## Exercise aim
Word for word, output the data, with none of its pictures.

Data listing section start

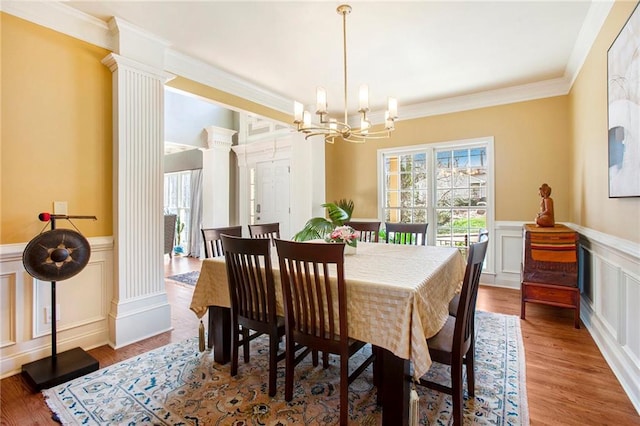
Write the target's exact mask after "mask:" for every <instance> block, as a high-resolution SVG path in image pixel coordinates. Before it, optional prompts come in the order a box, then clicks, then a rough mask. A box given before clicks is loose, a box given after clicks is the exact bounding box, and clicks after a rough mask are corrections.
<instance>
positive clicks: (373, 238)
mask: <svg viewBox="0 0 640 426" xmlns="http://www.w3.org/2000/svg"><path fill="white" fill-rule="evenodd" d="M344 224H345V225H348V226H350V227H352V228H353V229H355V230H356V231H359V232H360V238H359V241H364V242H368V243H377V242H378V241H379V238H380V237H379V232H380V222H358V221H350V222H345V223H344Z"/></svg>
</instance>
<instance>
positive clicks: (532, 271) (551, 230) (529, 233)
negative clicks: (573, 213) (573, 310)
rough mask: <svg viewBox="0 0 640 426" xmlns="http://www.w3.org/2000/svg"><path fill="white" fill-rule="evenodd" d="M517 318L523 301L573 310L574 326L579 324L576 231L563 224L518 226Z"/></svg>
mask: <svg viewBox="0 0 640 426" xmlns="http://www.w3.org/2000/svg"><path fill="white" fill-rule="evenodd" d="M522 240H523V250H522V264H521V283H522V287H521V293H522V296H521V298H522V302H521V308H520V318H522V319H525V305H526V303H527V302H531V303H542V304H545V305H552V306H559V307H562V308H570V309H573V310H574V326H575V327H576V328H580V289H579V288H578V233H577V232H575V231H573V230H572V229H571V228H569V227H567V226H565V225H555V226H554V227H538V226H537V225H535V224H529V223H527V224H524V226H523V228H522Z"/></svg>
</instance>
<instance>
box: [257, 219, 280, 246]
mask: <svg viewBox="0 0 640 426" xmlns="http://www.w3.org/2000/svg"><path fill="white" fill-rule="evenodd" d="M249 236H250V237H251V238H268V239H269V240H271V243H272V244H275V240H276V238H280V223H277V222H276V223H261V224H257V225H249Z"/></svg>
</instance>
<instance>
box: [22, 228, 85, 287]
mask: <svg viewBox="0 0 640 426" xmlns="http://www.w3.org/2000/svg"><path fill="white" fill-rule="evenodd" d="M90 256H91V246H90V245H89V241H87V239H86V238H85V237H84V236H82V234H80V233H79V232H76V231H74V230H72V229H62V228H58V229H51V230H50V231H46V232H43V233H41V234H40V235H38V236H37V237H35V238H34V239H32V240H31V241H30V242H29V244H27V247H26V248H25V249H24V253H23V255H22V263H23V264H24V267H25V269H26V270H27V272H28V273H29V275H31V276H32V277H34V278H37V279H39V280H42V281H62V280H66V279H69V278H71V277H73V276H74V275H76V274H77V273H79V272H80V271H82V269H83V268H84V267H85V266H87V263H88V262H89V257H90Z"/></svg>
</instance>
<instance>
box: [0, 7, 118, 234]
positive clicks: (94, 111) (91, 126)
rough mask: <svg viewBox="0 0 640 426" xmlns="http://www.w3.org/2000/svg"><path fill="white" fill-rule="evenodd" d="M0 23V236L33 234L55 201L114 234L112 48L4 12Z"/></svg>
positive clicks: (0, 20) (83, 231)
mask: <svg viewBox="0 0 640 426" xmlns="http://www.w3.org/2000/svg"><path fill="white" fill-rule="evenodd" d="M0 24H1V30H2V47H1V55H2V62H1V64H2V65H1V66H2V68H1V74H2V76H1V87H2V112H1V122H2V126H1V128H2V133H1V135H2V139H1V151H0V152H1V170H0V174H1V183H0V191H1V195H0V199H1V204H0V243H1V244H10V243H21V242H27V241H29V240H31V238H33V237H34V236H35V235H37V234H38V233H39V232H40V231H41V229H42V228H43V225H44V224H43V223H42V222H39V221H38V214H39V213H40V212H43V211H48V212H51V211H52V209H53V201H67V202H68V213H69V214H75V215H95V216H97V217H98V220H97V221H95V222H94V221H87V220H82V221H79V220H78V221H74V223H75V224H76V226H78V228H79V229H80V230H81V231H82V233H83V234H84V235H86V236H105V235H111V234H112V201H111V200H112V190H111V189H112V152H111V151H112V133H113V132H112V112H111V105H112V101H111V97H112V93H111V72H110V71H109V69H108V68H107V67H106V66H104V65H102V64H101V63H100V61H101V60H102V58H104V57H105V56H106V55H107V54H108V53H109V52H108V51H107V50H104V49H101V48H98V47H96V46H93V45H91V44H88V43H85V42H81V41H78V40H76V39H74V38H71V37H69V36H66V35H63V34H60V33H58V32H55V31H52V30H49V29H46V28H43V27H40V26H38V25H35V24H32V23H29V22H27V21H24V20H21V19H19V18H16V17H13V16H11V15H7V14H5V13H2V14H0ZM59 225H60V227H70V225H68V223H67V222H66V221H62V222H60V223H59Z"/></svg>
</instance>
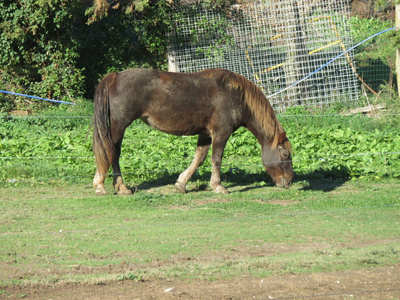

Data listing section end

## Task solution
Write the target's exact mask after "mask:" for every <instance> block, as a high-resolution SVG path in image pixel coordinates. Before it, optional prompts come in the order a box, then clicks, then a rough mask. A box given before clicks is loose, a box given after clicks is the exact bounding box, and clicks after a rough mask are corrections.
<instance>
positive clicks: (373, 238)
mask: <svg viewBox="0 0 640 426" xmlns="http://www.w3.org/2000/svg"><path fill="white" fill-rule="evenodd" d="M344 224H345V225H348V226H350V227H352V228H353V229H355V230H356V231H359V232H360V238H359V241H364V242H368V243H377V242H378V241H379V238H380V237H379V232H380V222H358V221H350V222H345V223H344Z"/></svg>
</instance>
<instance>
positive clicks: (532, 271) (551, 230) (529, 233)
negative clicks: (573, 213) (573, 310)
rough mask: <svg viewBox="0 0 640 426" xmlns="http://www.w3.org/2000/svg"><path fill="white" fill-rule="evenodd" d="M517 318L523 301L573 310L574 326L579 324L576 231L563 224L518 226Z"/></svg>
mask: <svg viewBox="0 0 640 426" xmlns="http://www.w3.org/2000/svg"><path fill="white" fill-rule="evenodd" d="M522 240H523V250H522V264H521V283H522V287H521V293H522V296H521V298H522V302H521V308H520V318H522V319H525V305H526V303H527V302H531V303H542V304H545V305H552V306H559V307H562V308H570V309H573V310H574V326H575V327H576V328H580V289H579V288H578V233H577V232H575V231H573V230H572V229H571V228H569V227H567V226H565V225H555V226H554V227H538V226H537V225H535V224H529V223H527V224H524V226H523V228H522Z"/></svg>
</instance>
<instance>
box: [257, 219, 280, 246]
mask: <svg viewBox="0 0 640 426" xmlns="http://www.w3.org/2000/svg"><path fill="white" fill-rule="evenodd" d="M249 236H250V237H251V238H268V239H269V240H271V243H272V244H275V240H276V238H280V223H277V222H276V223H261V224H257V225H249Z"/></svg>
</instance>
<instance>
box: [22, 228, 85, 287]
mask: <svg viewBox="0 0 640 426" xmlns="http://www.w3.org/2000/svg"><path fill="white" fill-rule="evenodd" d="M90 256H91V246H90V245H89V241H87V239H86V238H85V237H84V236H82V234H80V233H79V232H76V231H74V230H72V229H62V228H58V229H51V230H50V231H46V232H43V233H41V234H40V235H38V236H37V237H35V238H34V239H32V240H31V241H30V242H29V244H27V247H26V248H25V249H24V253H23V255H22V263H23V264H24V267H25V269H26V270H27V272H28V273H29V275H31V276H32V277H34V278H37V279H39V280H42V281H62V280H66V279H69V278H71V277H73V276H74V275H76V274H77V273H79V272H80V271H82V269H83V268H84V267H85V266H87V263H88V262H89V257H90Z"/></svg>
</instance>
<instance>
box: [0, 7, 118, 234]
positive clicks: (94, 111) (91, 126)
rough mask: <svg viewBox="0 0 640 426" xmlns="http://www.w3.org/2000/svg"><path fill="white" fill-rule="evenodd" d="M0 23V236L33 234L55 201L114 234L112 48L4 12Z"/></svg>
positive clicks: (0, 20) (83, 231)
mask: <svg viewBox="0 0 640 426" xmlns="http://www.w3.org/2000/svg"><path fill="white" fill-rule="evenodd" d="M0 24H1V30H2V47H1V55H2V62H1V64H2V65H1V66H2V68H1V74H2V76H1V87H2V112H1V122H2V126H1V128H2V133H1V135H2V139H1V151H0V152H1V170H0V174H1V183H0V191H1V195H0V199H1V204H0V243H1V244H10V243H21V242H27V241H29V240H31V238H33V237H34V236H35V235H37V234H38V233H39V232H40V231H41V229H42V228H43V225H44V224H43V223H42V222H39V221H38V214H39V213H40V212H43V211H48V212H51V211H52V209H53V201H67V202H68V213H69V214H75V215H95V216H97V217H98V220H97V221H95V222H94V221H87V220H82V221H79V220H78V221H74V223H75V224H76V226H78V228H79V229H80V230H81V231H82V233H83V234H84V235H86V236H105V235H111V234H112V201H111V200H112V190H111V189H112V152H111V151H112V133H113V132H112V112H111V105H112V101H111V97H112V93H111V72H110V71H109V69H108V68H107V67H106V66H104V65H102V64H101V63H100V61H101V60H102V58H104V57H105V56H106V55H107V54H108V53H109V52H108V51H107V50H104V49H101V48H98V47H96V46H93V45H91V44H88V43H85V42H81V41H78V40H76V39H74V38H71V37H69V36H66V35H63V34H60V33H58V32H55V31H52V30H49V29H46V28H43V27H40V26H38V25H35V24H32V23H29V22H27V21H24V20H21V19H19V18H16V17H13V16H11V15H7V14H5V13H2V14H0ZM59 225H60V227H70V225H68V223H67V222H66V221H62V222H60V223H59Z"/></svg>
</instance>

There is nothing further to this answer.